▶ [Source text]:
I’ve made a lot of mistakes in my life, but perhaps the biggest was my decision to own a house in Michigan.
At the time before we bought it, we were renting a very small house that my husband’s grandmother used to own. My mother-in-law was our landlord and although the rent was cheap, she was strongly pressuring us to buy it for an inflated price. (I have to say that all the warnings about doing business with family are well-founded.)
There were a lot of things I hated about that particular house. It had a very small closet, so my husband had to keep his clothes on a portable rack outside our bedroom. There was no master bedroom per se, and only one bathroom on the main floor that had a bathtub, no shower. It didn’t have a vanity and the electrical outlets were all upside down.
The bathroom that had a shower was actually in the basement, right next to the washer and dryer. It also had windows that made the shower visible from the driveway. The shower was a very tiny cube, barely big enough to turn around in, and it backed up every time you used it.
The kitchen had fewer cabinets than an apartment and an intolerable lack of counter space. The only small appliances I could fit on the counter were a toaster and a coffee pot. Like I said, there was a lot to dislike about that particular house. Getting pressure to buy it for an overinflated price made me really want to get out.

▶ [Data for review]:
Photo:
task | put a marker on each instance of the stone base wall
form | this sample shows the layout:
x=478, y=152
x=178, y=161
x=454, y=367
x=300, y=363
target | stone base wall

▶ [Tasks to complete]:
[a] Write out the stretch of the Michigan house account from "The bathroom that" through "you used it.", word for word.
[b] Pick up the Michigan house account after its final sentence and keep writing.
The material after the Michigan house account has no connection to it.

▶ [Answers by item]:
[a]
The bathroom that had a shower was actually in the basement, right next to the washer and dryer. It also had windows that made the shower visible from the driveway. The shower was a very tiny cube, barely big enough to turn around in, and it backed up every time you used it.

[b]
So we bought a house of our own. Our house was nice enough, though it had its quirks, like any house does. We had a basement flood the first Christmas we were there and couldn’t afford the insurance deductible to fix it, so we got mold and mildew. The smell of that moldy basement permeated all our belongings for the next 8 years we lived there. You know how when people smoke indoors, you can smell it on everything they own? That was us but with mildew.
If anything broke, we usually couldn’t afford to fix it. We found ways to fix crucial things like broken hot water heaters or when the furnace stopped working in the middle of winter. But a lot of less essential stuff never got fixed because there wasn’t enough money.
Homeownership was a gamble and we lost big. A lot of people (including my mother-in-law) said that “renting is just throwing away your money” and we never questioned that. But for us, we didn’t factor in the cost of maintenance and repairs, nor how hard it would be to afford them when we were already stretched so thin.
Homeownership only works if you have plenty of money to start with. If you don’t, one thing like a roof replacement or needing to replace a furnace will sink you. Forget about cosmetic changes like updating cabinets.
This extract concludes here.